## 佈置任務:
a - 根據選段,鄧小平是在什麼時候向會議作報告的?
b - 把選段裏提到的人名全部列出來。
c - 從選段中原樣給出從“有兩種人:一種是老資格,在座”開始、到“躁,永遠保持謙虛進取的精神。”結束的那部分。

有兩種人:一種是老資格,在座的不少,資格很老;一種是新生力量,這是年輕的人。這兩種人中間哪一種人更有希望呢?恩來同誌今天也講了這個問題,當然是新生力量更有希望。有些同誌,因為自己是老革命,就驕傲起來,這是很不應當的。小孩子有點驕傲情緒,那是比較合理的。上了年紀的人,有了這麼多經驗,還驕傲,把尾巴翹得那樣高,可以不必。俗語說:“夾緊尾巴做人。”人本來是沒有尾巴的,為什麼要夾緊尾巴呢?好比那個狗,有翹尾巴的時候,有夾尾巴的時候。大概是打了幾棍子的時候它就夾緊尾巴,大概是有了幾批成績的時候它的尾巴就翹起來了。我希望,我們所有的同誌,首先是老同誌,不要翹尾巴,而要夾緊尾巴,戒驕戒躁,永遠保持謙虛進取的精神。

第六點,戒“左”戒右。有人說,“‘左’比右好”,許多同誌都這麼說。其實,也有許多人在心裏說,“右比‘左’好”,但不講出來,隻有誠實的人才講出來。有這麼兩種意見。什麼叫“左”?超過時代,超過當時的情況,在方針政策上、在行動上冒進,在鬥爭的問題上,在發生爭論的問題上亂鬥,這是“左”,這個不好。落在時代的後麵,落在當前情況的後麵,缺乏鬥爭性,這是右,這個也不好。我們黨內不但有喜歡“左”的,也有不少喜歡右的,或者中間偏右,都是不好的。我們要進行兩條戰線的鬥爭,既反對“左”,也反對右。

會議進行過程中,3月31日毛澤東講話之前,鄧小平代表中央委員會向會議作《關於高崗、饒漱石反黨聯盟的報告》。

鄧小平所作報告的基本內容如下:

(一)

我們全黨在以毛澤東同誌為首的黨中央的領導下,已經徹底粉碎了高崗、饒漱石反黨聯盟的陰謀活動。這是在我們黨的曆史上有重大意義的一個新的勝利。

(指向數據集節選)
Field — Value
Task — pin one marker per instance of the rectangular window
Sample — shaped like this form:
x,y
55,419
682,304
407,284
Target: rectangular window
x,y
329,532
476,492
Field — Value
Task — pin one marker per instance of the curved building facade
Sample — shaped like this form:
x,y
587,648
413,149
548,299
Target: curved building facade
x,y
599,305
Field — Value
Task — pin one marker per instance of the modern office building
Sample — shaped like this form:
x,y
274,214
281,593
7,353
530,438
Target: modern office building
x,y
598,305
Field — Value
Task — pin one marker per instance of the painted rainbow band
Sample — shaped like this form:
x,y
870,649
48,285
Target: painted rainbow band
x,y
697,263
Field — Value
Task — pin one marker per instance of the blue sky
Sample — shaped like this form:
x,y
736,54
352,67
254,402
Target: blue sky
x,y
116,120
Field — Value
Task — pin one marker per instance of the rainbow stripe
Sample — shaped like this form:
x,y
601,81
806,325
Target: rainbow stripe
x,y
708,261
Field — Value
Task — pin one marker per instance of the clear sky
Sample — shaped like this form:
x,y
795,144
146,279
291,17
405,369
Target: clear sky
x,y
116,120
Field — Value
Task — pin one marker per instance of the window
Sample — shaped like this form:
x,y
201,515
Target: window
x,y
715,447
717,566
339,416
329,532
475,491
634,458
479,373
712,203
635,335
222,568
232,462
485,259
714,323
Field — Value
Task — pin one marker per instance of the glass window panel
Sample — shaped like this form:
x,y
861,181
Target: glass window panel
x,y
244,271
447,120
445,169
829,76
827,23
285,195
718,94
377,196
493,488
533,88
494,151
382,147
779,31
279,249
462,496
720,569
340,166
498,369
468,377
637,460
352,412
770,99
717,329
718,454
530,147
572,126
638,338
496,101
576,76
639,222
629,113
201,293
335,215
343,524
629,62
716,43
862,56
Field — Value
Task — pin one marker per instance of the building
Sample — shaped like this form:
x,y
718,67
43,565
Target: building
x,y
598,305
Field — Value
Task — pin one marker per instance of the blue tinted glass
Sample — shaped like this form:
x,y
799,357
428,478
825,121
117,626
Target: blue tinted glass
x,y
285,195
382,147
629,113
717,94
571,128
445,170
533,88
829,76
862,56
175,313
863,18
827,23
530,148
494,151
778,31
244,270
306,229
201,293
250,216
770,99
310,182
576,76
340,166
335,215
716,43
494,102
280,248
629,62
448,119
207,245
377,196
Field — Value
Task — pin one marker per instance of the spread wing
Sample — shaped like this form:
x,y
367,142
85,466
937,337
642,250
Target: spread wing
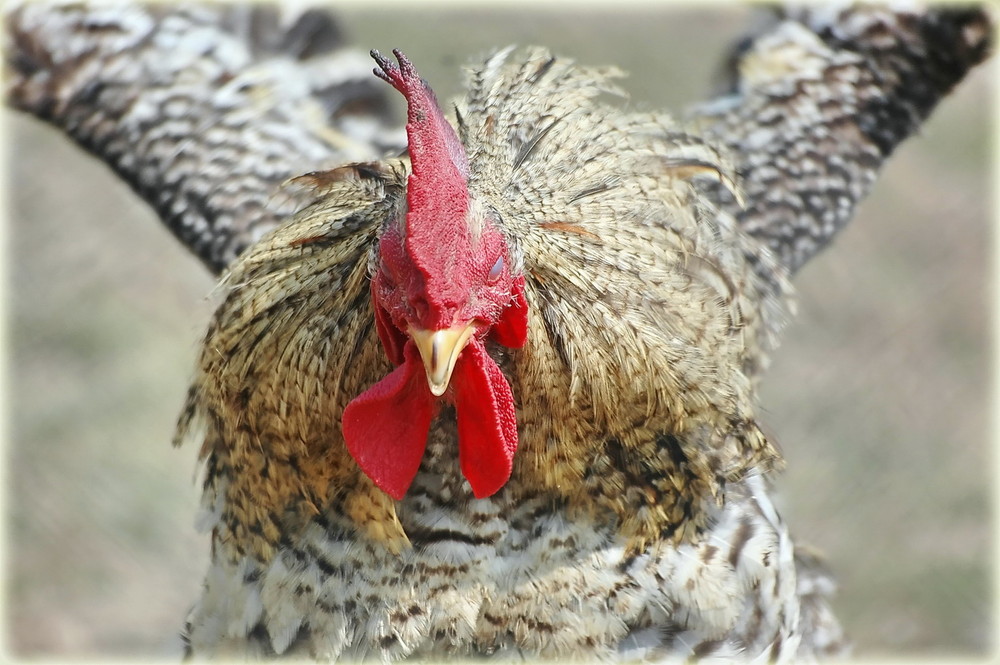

## 練習結果:
a - 3月31日毛澤東講話之前。

b - 恩來、毛澤東、鄧小平、高崗、饒漱石

c -
有兩種人:一種是老資格,在座的不少,資格很老;一種是新生力量,這是年輕的人。這兩種人中間哪一種人更有希望呢?恩來同誌今天也講了這個問題,當然是新生力量更有希望。有些同誌,因為自己是老革命,就驕傲起來,這是很不應當的。小孩子有點驕傲情緒,那是比較合理的。上了年紀的人,有了這麼多經驗,還驕傲,把尾巴翹得那樣高,可以不必。俗語說:“夾緊尾巴做人。”人本來是沒有尾巴的,為什麼要夾緊尾巴呢?好比那個狗,有翹尾巴的時候,有夾尾巴的時候。大概是打了幾棍子的時候它就夾緊尾巴,大概是有了幾批成績的時候它的尾巴就翹起來了。我希望,我們所有的同誌,首先是老同誌,不要翹尾巴,而要夾緊尾巴,戒驕戒躁,永遠保持謙虛進取的精神。